▶ **Exercise 1**
In the passage on air pollution exposure, approximately how many mobile devices does the SafeGraph Patterns data product draw its mobility patterns from?
▶ **Exercise 2**
Please copy the passage on air pollution exposure word for word, starting with "Quantifying human exposure" and going on through "for this area.".

To test the model’s overall capability, we conducted a 10-fold cross-validation and computed the root mean squared error (RMSE) and R² (coefficient of determination) of the observed versus fitted values to assess the model’s predictive accuracy. In addition, we evaluated the LUR results in the spatial and temporal dimensions using spatial cross-validation and temporal cross-validation separately, which involves partitioning the data into subsets and using one subset for training the LUR model and the remaining subset for testing. These evaluation metrics can help assess the ability of the LUR model to generalize to data in other spatial regions and new time periods and to estimate the spatial and temporal variations of air pollution exposure.

2.4 Exposure estimation

Quantifying human exposure to air pollution depends on two factors: 1) the population living within the area and 2) the air pollution concentration to which they are exposed. Combining the two factors, existing studies utilized population-weighted annual average concentration as a score to estimate population exposures, thus giving greater weight to the air pollution exposure where most people live (Reis et al., 2018). The population-weighted exposure is generally defined as $E = P \times C$ , where $E$ is the annual mean population exposure for a certain area, $P$ is the respective population number in this area, and $C$ is the annual mean concentration of the pollutant for this area.

To account for human mobility in the estimation of PM_2.5 exposure, we used the publicly available human mobility dataset SafeGraph to calculate population-weighted exposure. Specifically, we used the SafeGraph Patterns data product, which contains mobility patterns from approximately 47 million (around 10% of) mobile devices in the United States (Squire, 2019; Coston et al., 2021). The monthly Patterns data product used in this study provides anonymized counts of how many people visit commercial points of interest (POIs) each month, which can be divided by the visitor’s home census block group (CBG). Note that the term “visitors” is not used in the conventional sense to distinguish between residents and non-residents. Rather, it refers to individuals visiting Points of Interest (POIs) in a specific area. This can be helpful for understanding how mobility patterns may impact exposure to air pollution, as people who spend more time in areas with higher pollution concentrations may be at greater risk of exposure. Since the data is aggregated into monthly patterns, home CBG information is not directly linked to a specific device, differentiating SafeGraph mobility data from other individual mobility tracking datasets, such as Call Detailed Records (CDR) or mobility survey datasets. Therefore, patterns are aggregated and approximated as community-level mobility instead of individual-based. For the visitor population, we used the ‘popularity by hour’ field from SafeGraph data for each point of interest (POI) and aggregated the values into each CBG.

▶ **The data**
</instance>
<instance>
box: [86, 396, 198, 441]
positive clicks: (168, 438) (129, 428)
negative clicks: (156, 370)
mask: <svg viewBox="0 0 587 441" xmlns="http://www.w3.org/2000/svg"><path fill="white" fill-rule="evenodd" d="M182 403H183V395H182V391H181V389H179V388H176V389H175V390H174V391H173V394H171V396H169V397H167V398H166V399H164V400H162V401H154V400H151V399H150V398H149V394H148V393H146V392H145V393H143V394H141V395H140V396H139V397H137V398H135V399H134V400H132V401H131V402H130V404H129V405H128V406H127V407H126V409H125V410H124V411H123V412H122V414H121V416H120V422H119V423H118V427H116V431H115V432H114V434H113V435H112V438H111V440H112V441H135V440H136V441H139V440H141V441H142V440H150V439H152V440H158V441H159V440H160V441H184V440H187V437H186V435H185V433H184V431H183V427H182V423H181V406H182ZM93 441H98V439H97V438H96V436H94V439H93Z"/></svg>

▶ **Exercise result 1**
Approximately 47 million, around 10% of mobile devices in the United States.

▶ **Exercise result 2**
Quantifying human exposure to air pollution depends on two factors: 1) the population living within the area and 2) the air pollution concentration to which they are exposed. Combining the two factors, existing studies utilized population-weighted annual average concentration as a score to estimate population exposures, thus giving greater weight to the air pollution exposure where most people live (Reis et al., 2018). The population-weighted exposure is generally defined as $E = P \times C$ , where $E$ is the annual mean population exposure for a certain area, $P$ is the respective population number in this area, and $C$ is the annual mean concentration of the pollutant for this area.